Description of the task: Find every line in the entries below that contains the word "positive" and copy each one out. Match case exactly.

Entries shown:
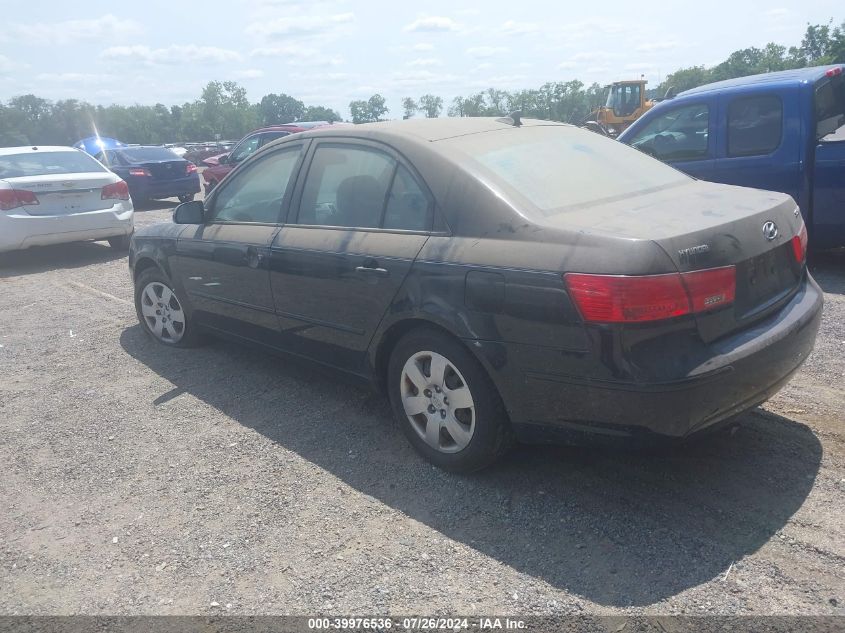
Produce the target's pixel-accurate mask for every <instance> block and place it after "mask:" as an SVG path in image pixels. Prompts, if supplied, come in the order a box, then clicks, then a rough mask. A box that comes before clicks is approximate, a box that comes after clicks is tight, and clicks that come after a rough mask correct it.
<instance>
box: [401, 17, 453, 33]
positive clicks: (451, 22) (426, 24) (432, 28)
mask: <svg viewBox="0 0 845 633" xmlns="http://www.w3.org/2000/svg"><path fill="white" fill-rule="evenodd" d="M457 30H458V25H457V24H456V23H455V21H454V20H453V19H452V18H447V17H444V16H442V15H430V16H426V17H422V18H418V19H417V20H414V21H413V22H411V23H410V24H408V25H406V26H405V31H407V32H409V33H438V32H448V31H457Z"/></svg>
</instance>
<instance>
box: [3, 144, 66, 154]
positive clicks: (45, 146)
mask: <svg viewBox="0 0 845 633" xmlns="http://www.w3.org/2000/svg"><path fill="white" fill-rule="evenodd" d="M78 151H80V150H78V149H76V148H74V147H67V146H66V145H22V146H20V147H0V156H11V155H13V154H32V153H34V152H78Z"/></svg>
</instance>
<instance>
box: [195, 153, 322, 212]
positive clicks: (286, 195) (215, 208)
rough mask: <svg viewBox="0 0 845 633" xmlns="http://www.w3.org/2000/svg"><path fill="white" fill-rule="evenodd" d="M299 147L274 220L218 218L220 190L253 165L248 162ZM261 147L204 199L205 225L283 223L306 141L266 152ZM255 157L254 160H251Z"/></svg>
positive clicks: (291, 193) (300, 163)
mask: <svg viewBox="0 0 845 633" xmlns="http://www.w3.org/2000/svg"><path fill="white" fill-rule="evenodd" d="M296 148H298V149H299V158H298V159H297V161H296V164H294V166H293V172H292V173H291V178H290V180H288V184H287V187H286V188H285V193H284V194H283V195H282V203H281V205H280V207H279V213H278V215H277V216H276V221H275V222H243V221H237V220H218V219H217V218H216V217H215V215H216V207H217V198H218V197H219V195H220V191H224V190H225V188H226V187H227V186H231V183H232V182H234V181H236V180H237V179H238V178H239V177H241V176H242V174H244V173H247V172H248V171H249V170H250V169H252V167H253V166H254V165H250V163H255V162H257V161H258V160H264V159H267V158H270V157H271V156H274V155H275V154H278V153H281V152H286V151H290V150H293V149H296ZM260 149H261V148H258V149H257V150H256V151H254V152H253V153H252V154H251V155H250V156H249V157H248V158H247V159H246V160H245V161H243V163H241V165H239V167H240V168H239V169H238V170H237V171H233V172H232V173H231V174H229V175H228V176H227V177H226V178H224V179H223V180H221V181H220V184H219V185H217V186H216V187H215V188H214V192H213V193H212V195H211V196H210V197H209V198H208V199H207V200H205V204H204V206H205V212H206V216H210V219H208V220H206V221H205V222H204V223H203V224H204V225H206V226H211V225H241V226H282V225H283V224H284V223H285V217H286V216H287V210H288V208H289V207H290V201H291V198H292V197H293V193H294V190H295V189H296V185H297V184H298V181H299V177H300V172H301V170H302V164H303V162H304V160H305V156H306V154H307V153H308V142H307V141H306V140H305V139H300V140H299V141H297V142H294V143H284V144H282V145H279V146H278V147H276V148H273V149H272V150H270V151H268V152H260V153H259V151H260ZM253 158H255V159H256V160H253Z"/></svg>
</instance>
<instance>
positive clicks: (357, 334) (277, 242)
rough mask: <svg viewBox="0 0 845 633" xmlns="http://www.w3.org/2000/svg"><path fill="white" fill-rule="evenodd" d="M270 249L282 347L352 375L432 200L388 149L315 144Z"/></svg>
mask: <svg viewBox="0 0 845 633" xmlns="http://www.w3.org/2000/svg"><path fill="white" fill-rule="evenodd" d="M302 180H303V182H301V183H300V184H299V185H298V186H297V189H298V191H297V194H296V197H295V201H294V203H293V205H292V207H291V212H290V216H289V218H288V223H287V224H286V225H285V226H284V227H283V228H282V229H281V231H279V233H278V234H277V235H276V238H275V240H274V241H273V244H272V248H271V268H272V272H271V284H272V288H273V296H274V299H275V305H276V312H277V314H278V315H279V320H280V326H281V330H282V337H283V338H282V340H283V344H284V346H285V347H286V348H287V349H288V350H289V351H291V352H294V353H297V354H302V355H305V356H308V357H310V358H313V359H315V360H318V361H320V362H323V363H326V364H329V365H333V366H335V367H339V368H341V369H344V370H347V371H351V372H354V373H362V372H363V371H364V366H365V365H364V362H365V358H366V350H367V347H368V345H369V342H370V340H371V339H372V336H373V333H374V332H375V330H376V328H377V327H378V324H379V323H380V322H381V319H382V317H383V315H384V313H385V311H386V310H387V309H388V307H389V306H390V304H391V302H392V301H393V298H394V296H395V295H396V293H397V291H398V290H399V287H400V286H401V285H402V282H403V281H404V279H405V277H406V276H407V274H408V272H409V270H410V269H411V265H412V264H413V261H414V259H415V258H416V256H417V254H418V253H419V252H420V249H421V248H422V246H423V244H425V242H426V240H427V239H428V235H429V232H430V230H431V226H432V221H433V220H432V218H433V207H434V205H433V199H432V197H431V195H430V193H429V192H428V191H427V189H426V188H425V186H424V184H423V183H422V181H421V179H420V178H419V177H418V176H417V175H416V173H415V172H414V171H413V169H412V168H411V167H410V165H408V164H406V163H405V162H404V161H403V160H402V159H401V158H400V157H399V156H398V155H397V154H395V153H394V152H392V151H391V150H390V149H389V148H387V147H385V146H382V145H380V144H375V143H367V142H363V141H356V142H350V141H335V140H328V139H327V140H320V141H318V142H315V145H314V147H313V148H312V152H311V158H310V166H309V168H308V171H307V174H306V176H305V178H304V179H302Z"/></svg>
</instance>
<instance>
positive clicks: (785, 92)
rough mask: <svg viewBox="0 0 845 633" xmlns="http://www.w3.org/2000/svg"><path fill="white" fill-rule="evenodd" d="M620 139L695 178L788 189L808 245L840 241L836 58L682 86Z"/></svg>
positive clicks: (837, 94) (840, 234)
mask: <svg viewBox="0 0 845 633" xmlns="http://www.w3.org/2000/svg"><path fill="white" fill-rule="evenodd" d="M619 140H620V141H622V142H623V143H627V144H629V145H632V146H634V147H636V148H637V149H639V150H641V151H643V152H646V153H647V154H650V155H651V156H654V157H656V158H659V159H660V160H663V161H665V162H667V163H669V164H670V165H673V166H674V167H677V168H678V169H680V170H681V171H684V172H686V173H688V174H690V175H691V176H694V177H696V178H701V179H702V180H709V181H712V182H721V183H726V184H732V185H742V186H744V187H757V188H760V189H768V190H770V191H780V192H783V193H787V194H789V195H790V196H792V198H793V199H794V200H795V201H796V202H797V203H798V206H799V207H800V209H801V212H802V214H803V216H804V220H805V222H806V223H807V227H808V229H809V232H810V236H811V238H812V243H813V246H814V247H816V248H831V247H836V246H845V72H843V66H841V65H837V66H822V67H814V68H802V69H798V70H787V71H783V72H775V73H767V74H764V75H755V76H752V77H741V78H738V79H730V80H727V81H720V82H717V83H712V84H708V85H706V86H701V87H699V88H694V89H692V90H687V91H686V92H683V93H681V94H679V95H678V96H676V97H674V98H672V99H669V100H666V101H662V102H661V103H659V104H657V105H656V106H655V107H654V108H652V109H651V110H649V111H648V112H647V113H646V114H645V115H643V116H642V117H641V118H640V119H638V120H637V121H636V122H635V123H634V124H633V125H631V126H630V127H629V128H628V129H627V130H625V131H624V132H623V133H622V134H621V135H620V136H619Z"/></svg>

Your solution:
positive clicks: (451, 22) (426, 24) (432, 28)
positive clicks: (45, 146)
positive clicks: (286, 195) (215, 208)
positive clicks: (291, 193) (300, 163)
positive clicks: (357, 334) (277, 242)
positive clicks: (785, 92)
positive clicks: (837, 94) (840, 234)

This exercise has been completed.